> _Problem details_: The response must consist of all the records, retyped exactly.

Stored data entries:
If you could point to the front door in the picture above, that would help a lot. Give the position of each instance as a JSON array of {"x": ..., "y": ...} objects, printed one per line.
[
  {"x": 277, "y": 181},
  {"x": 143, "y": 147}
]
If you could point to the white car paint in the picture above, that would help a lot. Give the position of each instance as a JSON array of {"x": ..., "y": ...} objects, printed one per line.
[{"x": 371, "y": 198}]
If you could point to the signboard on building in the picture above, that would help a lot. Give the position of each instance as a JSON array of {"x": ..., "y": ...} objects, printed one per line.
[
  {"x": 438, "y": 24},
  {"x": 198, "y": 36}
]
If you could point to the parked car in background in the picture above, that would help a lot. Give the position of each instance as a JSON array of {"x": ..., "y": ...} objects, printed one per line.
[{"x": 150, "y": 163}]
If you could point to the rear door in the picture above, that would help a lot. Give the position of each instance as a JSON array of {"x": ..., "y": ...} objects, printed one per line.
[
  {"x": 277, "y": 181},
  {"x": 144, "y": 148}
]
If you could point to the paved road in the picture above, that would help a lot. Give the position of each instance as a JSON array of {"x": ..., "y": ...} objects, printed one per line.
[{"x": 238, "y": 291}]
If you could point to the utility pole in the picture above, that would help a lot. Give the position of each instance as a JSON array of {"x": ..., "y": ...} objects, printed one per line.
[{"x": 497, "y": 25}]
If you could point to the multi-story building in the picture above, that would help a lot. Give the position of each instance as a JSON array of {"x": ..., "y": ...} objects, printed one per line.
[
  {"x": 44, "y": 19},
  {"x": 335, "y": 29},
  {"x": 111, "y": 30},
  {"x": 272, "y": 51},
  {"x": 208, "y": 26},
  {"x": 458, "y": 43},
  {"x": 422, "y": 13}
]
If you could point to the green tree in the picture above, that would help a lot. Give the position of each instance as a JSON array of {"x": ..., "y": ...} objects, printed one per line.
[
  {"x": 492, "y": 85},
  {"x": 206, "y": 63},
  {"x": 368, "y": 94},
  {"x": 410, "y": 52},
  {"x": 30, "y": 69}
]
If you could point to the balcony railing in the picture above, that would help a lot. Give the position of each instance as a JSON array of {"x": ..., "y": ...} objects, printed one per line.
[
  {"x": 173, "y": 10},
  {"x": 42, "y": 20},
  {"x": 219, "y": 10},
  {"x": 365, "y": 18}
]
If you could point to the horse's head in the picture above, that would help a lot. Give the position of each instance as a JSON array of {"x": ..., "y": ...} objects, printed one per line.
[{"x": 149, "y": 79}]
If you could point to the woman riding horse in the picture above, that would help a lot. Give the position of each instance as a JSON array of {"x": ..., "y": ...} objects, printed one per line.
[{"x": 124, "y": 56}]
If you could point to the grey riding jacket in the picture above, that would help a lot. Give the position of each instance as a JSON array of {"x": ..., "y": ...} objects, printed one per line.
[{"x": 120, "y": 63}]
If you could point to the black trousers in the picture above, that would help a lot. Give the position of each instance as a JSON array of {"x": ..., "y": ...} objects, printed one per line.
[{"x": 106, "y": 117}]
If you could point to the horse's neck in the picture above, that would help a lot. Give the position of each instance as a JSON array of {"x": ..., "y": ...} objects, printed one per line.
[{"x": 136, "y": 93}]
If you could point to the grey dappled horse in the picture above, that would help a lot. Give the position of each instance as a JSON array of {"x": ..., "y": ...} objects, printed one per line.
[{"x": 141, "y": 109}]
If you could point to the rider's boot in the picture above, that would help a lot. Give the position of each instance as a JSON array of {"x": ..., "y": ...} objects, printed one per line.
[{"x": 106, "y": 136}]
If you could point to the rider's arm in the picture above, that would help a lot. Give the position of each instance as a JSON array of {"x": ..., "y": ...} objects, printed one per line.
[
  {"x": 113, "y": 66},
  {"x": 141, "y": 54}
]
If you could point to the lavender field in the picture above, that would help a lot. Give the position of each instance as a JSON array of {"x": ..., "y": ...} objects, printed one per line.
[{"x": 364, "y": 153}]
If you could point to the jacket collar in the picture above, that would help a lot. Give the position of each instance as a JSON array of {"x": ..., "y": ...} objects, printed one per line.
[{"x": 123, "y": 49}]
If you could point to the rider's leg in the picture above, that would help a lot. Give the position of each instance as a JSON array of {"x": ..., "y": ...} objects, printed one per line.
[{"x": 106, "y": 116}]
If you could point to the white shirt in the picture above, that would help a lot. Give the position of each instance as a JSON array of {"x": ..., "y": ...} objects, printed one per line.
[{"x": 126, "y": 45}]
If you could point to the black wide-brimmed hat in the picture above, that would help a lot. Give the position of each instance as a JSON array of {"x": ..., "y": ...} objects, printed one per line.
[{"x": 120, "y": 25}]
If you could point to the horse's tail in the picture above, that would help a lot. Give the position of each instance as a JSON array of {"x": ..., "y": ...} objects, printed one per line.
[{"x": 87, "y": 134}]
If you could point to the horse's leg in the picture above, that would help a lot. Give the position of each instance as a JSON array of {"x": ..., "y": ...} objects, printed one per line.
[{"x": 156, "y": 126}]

> _Result of the exercise_:
If you could point to the front door in the picture above, that would help a lot. Give the position of each instance as a JSON array of {"x": ..., "y": ...} objects, printed one per line.
[
  {"x": 277, "y": 181},
  {"x": 143, "y": 147}
]
If you could point to the white car paint in the picture above, that would help a lot. Give the position of each instance as a JSON array of {"x": ..., "y": ...} objects, printed one per line.
[{"x": 371, "y": 198}]
If you could point to the signboard on building in the picture above, that would help a lot. Give the position of each instance as a JSON array of {"x": ..., "y": ...} objects, printed one per line.
[
  {"x": 438, "y": 24},
  {"x": 198, "y": 36}
]
If you could point to the parked car in background in the picture above, that would help a lot. Give the position of each instance as a JSON array of {"x": ..., "y": ...} objects, printed one per line.
[{"x": 150, "y": 163}]
If you could point to the rear door in the picture above, that would help a lot. Give the position of each instance as a JSON array of {"x": ..., "y": ...} objects, printed one per line.
[
  {"x": 277, "y": 181},
  {"x": 144, "y": 148}
]
If you could point to the paved road in the picture above, that would help a lot. Give the position of each instance as a JSON array of {"x": ..., "y": ...} objects, printed one per line.
[{"x": 238, "y": 291}]
If you could point to the utility pole in the picture above, that would help a lot. Give the position of each instance as a JSON array of {"x": ..., "y": ...} objects, printed one per line.
[{"x": 497, "y": 25}]
If you could point to the multi-story building in the picture above, that would help a lot. Give the position of each instance as a JSON array of {"x": ..., "y": ...} objects, printed one per line.
[
  {"x": 44, "y": 19},
  {"x": 335, "y": 29},
  {"x": 111, "y": 30},
  {"x": 272, "y": 51},
  {"x": 208, "y": 26},
  {"x": 458, "y": 43},
  {"x": 422, "y": 13}
]
If you could point to the green tree in the picture above, that would help a lot. Give the position of each instance as a JSON array of {"x": ..., "y": ...} objects, printed one per line.
[
  {"x": 492, "y": 85},
  {"x": 206, "y": 63},
  {"x": 368, "y": 94},
  {"x": 410, "y": 52},
  {"x": 30, "y": 69}
]
If you could point to the balcony railing in the picture above, that would help a lot. Give the position of each instance as a JSON array of {"x": ..., "y": ...} objects, printed one per line.
[
  {"x": 173, "y": 10},
  {"x": 42, "y": 20},
  {"x": 219, "y": 10},
  {"x": 365, "y": 18}
]
If you could point to the horse's head in the picture above, that would help a lot. Give the position of each instance as a JSON array of {"x": ..., "y": ...} objects, printed one per line.
[{"x": 149, "y": 79}]
If you could point to the woman riding horse in the picture above, that would help a lot. Give the position of each instance as a JSON array of {"x": ..., "y": ...} objects, printed one per line.
[{"x": 124, "y": 56}]
If you could point to the grey riding jacket in the picture above, that would help a lot. Give the position of each instance as a JSON array of {"x": ..., "y": ...} objects, printed one per line.
[{"x": 120, "y": 63}]
If you could point to the black trousers in the picture above, that would help a lot. Give the position of each instance as a JSON array of {"x": ..., "y": ...} objects, printed one per line.
[{"x": 106, "y": 117}]
If you could point to the horse's neck in the picture above, that would help a lot. Give the position of each instance as a JSON array of {"x": ..., "y": ...} objects, printed one per line.
[{"x": 136, "y": 93}]
If you could point to the grey dappled horse in the picture above, that would help a lot. Give the position of each instance as a JSON array of {"x": ..., "y": ...} objects, printed one per line.
[{"x": 141, "y": 109}]
If you could point to the rider's boot in the picture above, that would help a lot. Give the position of each instance as a JSON array of {"x": ..., "y": ...} objects, printed one per line.
[{"x": 106, "y": 136}]
If you could point to the rider's arm in the picture above, that would help a lot. Give the position of each instance as a JSON array of {"x": ..., "y": ...} objects, printed one per line.
[
  {"x": 113, "y": 66},
  {"x": 141, "y": 54}
]
If you could point to the lavender field in the picture above, that would help a lot. Give the position of each instance as a JSON array of {"x": ..., "y": ...} objects, printed one per line.
[{"x": 364, "y": 153}]
If you could point to the jacket collar in the picture above, that would help a lot. Give the position of each instance as a JSON array of {"x": ..., "y": ...} objects, printed one per line.
[{"x": 123, "y": 49}]
If you could point to the rider's leg in the picture above, that would help a lot. Give the position of each instance as a JSON array of {"x": ..., "y": ...} objects, printed one per line.
[{"x": 106, "y": 116}]
If you could point to the white shirt in the picture above, that would help a lot. Give the position of each instance as a JSON array of {"x": ..., "y": ...} objects, printed one per line.
[{"x": 126, "y": 45}]
If you could point to the black wide-brimmed hat in the picture above, that would help a lot. Give the position of each instance as a JSON array of {"x": ..., "y": ...} objects, printed one per line.
[{"x": 120, "y": 25}]
If you could point to the horse's tail in the picture above, that would help a lot. Give the position of each instance as a JSON array of {"x": ..., "y": ...} objects, printed one per line.
[{"x": 87, "y": 134}]
If you could point to the horse's leg in the picture above, that would help a lot. Give the position of each instance as a JSON array of {"x": ..., "y": ...} objects, printed one per line.
[{"x": 156, "y": 126}]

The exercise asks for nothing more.